▸ **Consignes de l'exercice**
A - Selon la chronique sur la culpabilité, quelle thèse personne n'a-t-il osé défendre en ce début d'année ?
B - Recopiez fidèlement le passage de la chronique sur la culpabilité, de « Nous ne sommes » à « de manipulateur cosmique. ».
C - Poursuivez la chronique sur la culpabilité, intitulée « Nous ne sommes pas coupables », après sa dernière phrase.

▸ **Chronique à lire**
Une chronique politique sans parti pris

Nous ne sommes pas coupables

 

En dehors des crises sanitaires et économiques, ce début d’année semble faire la preuve que l’homme occidental aurait changé radicalement dans sa conscience habituelle : personne n’a osé défendre la thèse aberrante selon laquelle la pandémie constituerait la punition collective de nos péchés par une décision divine ou diabolique. C’est une première. Jadis beaucoup de sectes ont proliféré sur ce leurre traditionnel : comme chacun a l’une ou l’autre chose à se reprocher, il est enclin à croire que des esprits l’espionnent et qu’ils lui envoient une épreuve à la fois pour le punir, lui faire faire pénitence et finalement l’absoudre. Par ce mécanisme mental élémentaire les événements prennent un sens et nous acquerrons la posture de manipulateur cosmique.

▸ **Données enregistrées**
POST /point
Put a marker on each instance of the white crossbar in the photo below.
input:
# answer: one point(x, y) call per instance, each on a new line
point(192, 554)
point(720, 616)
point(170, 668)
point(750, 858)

▸ **Réponses attendues**
A - Celle selon laquelle la pandémie constituerait la punition collective de nos péchés par une décision divine ou diabolique.

B -
Nous ne sommes pas coupables

 

En dehors des crises sanitaires et économiques, ce début d’année semble faire la preuve que l’homme occidental aurait changé radicalement dans sa conscience habituelle : personne n’a osé défendre la thèse aberrante selon laquelle la pandémie constituerait la punition collective de nos péchés par une décision divine ou diabolique. C’est une première. Jadis beaucoup de sectes ont proliféré sur ce leurre traditionnel : comme chacun a l’une ou l’autre chose à se reprocher, il est enclin à croire que des esprits l’espionnent et qu’ils lui envoient une épreuve à la fois pour le punir, lui faire faire pénitence et finalement l’absoudre. Par ce mécanisme mental élémentaire les événements prennent un sens et nous acquerrons la posture de manipulateur cosmique.

C -
C’est une très vieille manie. On en trouve la première trace écrite dès le chapitre 3 de la Genèse : Adam, incité naturellement par Eve, commet un péché originel. Il est exclu du Paradis terrestre, condamné à travailler tandis que Eve accouchera dans la douleur. Non seulement tous les deux mourront, ce qui n’était pas le cas auparavant, mais ils lègueront leurs tares à toute leur descendance. Cette fable moyen-orientale a créé puis maintenu un biais psychologique chez l’homme occidental : il se sent coupable d’exister tout simplement, il est l’opprobre de la Création, un raté manifeste par sa propre faute.

 

Les théologiens ont brodé abondamment sur ce thème si attachant. Il y a la pittoresque théorie de la prédestination. Le salut éternel d’un individu ne dépendrait pas de ses œuvres mais d’une libre décision de Dieu, arrêtée avant même la naissance de l’homme. Quel que soit le comportement de celui-ci, il est donc sauvé ou damné de toute éternité. Cette thèse a pour point de départ un trait fondamental du christianisme : Dieu sauve même le pêcheur. De là à en déduire qu’il damne le juste parce que tel est son bon plaisir, il y a une marge que la scolastique médiévale, raffolant de constructions purement cérébrales, n’hésita pas à franchir.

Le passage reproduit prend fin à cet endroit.